SET TASKS =
**1.** Reproduce word for word the stretch of the article on RV outlet wiring from "The first thing" through "match the outlet.".
**2.** List every outlet amperage rating that the article on RV outlet wiring mentions.
**3.** Write what comes next in the article on RV outlet wiring, starting after its final sentence.

EXTRACT =
+++

By Mike Sokol
Today’s RVs have much greater power requirements than those of even 10 years ago. You have lots of appliances, so that single 20-amp outlet can’t provide enough current. This is when you need to step up to 30-amp outlets at the campsite. Let’s see how they’re wired.
Here’s a side-by-side comparison of both a “home-style” 15- or 20-amp outlet on the left and a special “RV” 30-amp outlet on the right. (Click on any picture for a full-size illustration you can print out.) In another article we’ll get into how the amperage rating affects the number of appliances you can run, but for now we’re just measuring voltages.
The first thing you need to note is the orientation of the ground lug on both sockets. Sometimes you’ll see me use a 20-amp outlet for an example with its U-shaped ground lug at the bottom, while in this picture the ground lug is at the top. That was not a mistake, as most home outlets are wired with the ground at the bottom, while most electrical panels and commercial buildings are wired to more recent code suggestion with the ground at the top. It doesn’t really matter which way the socket is wired as long as you keep your own head right-side-up. So if you’re looking at an upside-down outlet, turn the illustration upside down to match the outlet.

+++

DATASET EXTRACT =

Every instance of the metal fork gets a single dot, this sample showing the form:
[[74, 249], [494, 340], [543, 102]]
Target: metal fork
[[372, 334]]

+++

THE REPLIES =
**1.**
The first thing you need to note is the orientation of the ground lug on both sockets. Sometimes you’ll see me use a 20-amp outlet for an example with its U-shaped ground lug at the bottom, while in this picture the ground lug is at the top. That was not a mistake, as most home outlets are wired with the ground at the bottom, while most electrical panels and commercial buildings are wired to more recent code suggestion with the ground at the top. It doesn’t really matter which way the socket is wired as long as you keep your own head right-side-up. So if you’re looking at an upside-down outlet, turn the illustration upside down to match the outlet.

**2.**
15-amp
20-amp
30-amp

**3.**
While most casual RVers will recognize the little U-shaped hole in the outlet as the ground connection, it’s the other two slots that get confusing. As I’ve showed you previously, in a 15- or 20-amp outlet the taller slot is always the Neutral wire, and the shorter slot is always the Hot wire. Here’s a little more info: If you peek inside an electrical panel or extension cord plug, the Ground wire is always GREEN, the Neutral wire is always WHITE, and the Hot wire is always BLACK (or RED in a 2-pole circuit). This holds true for both the pedestal outlets as well as any extension cord you may have.
However, on a 30-amp outlet, there’s no difference in size between the Hot and Neutral slots when viewed from the outside. So here’s where you just have to remember this fact or print this page out. While looking at the front of the outlet, think: If the ground is at the top, then the “white” is on the “right.” That’s how I remember it. If you’re looking at the back of the receptacle you’ll see two different colored screws, and the white wire goes under the white screw while the black wire goes under the brass screw — but we’re getting ahead of ourselves as that’s a future article on testing extension cables.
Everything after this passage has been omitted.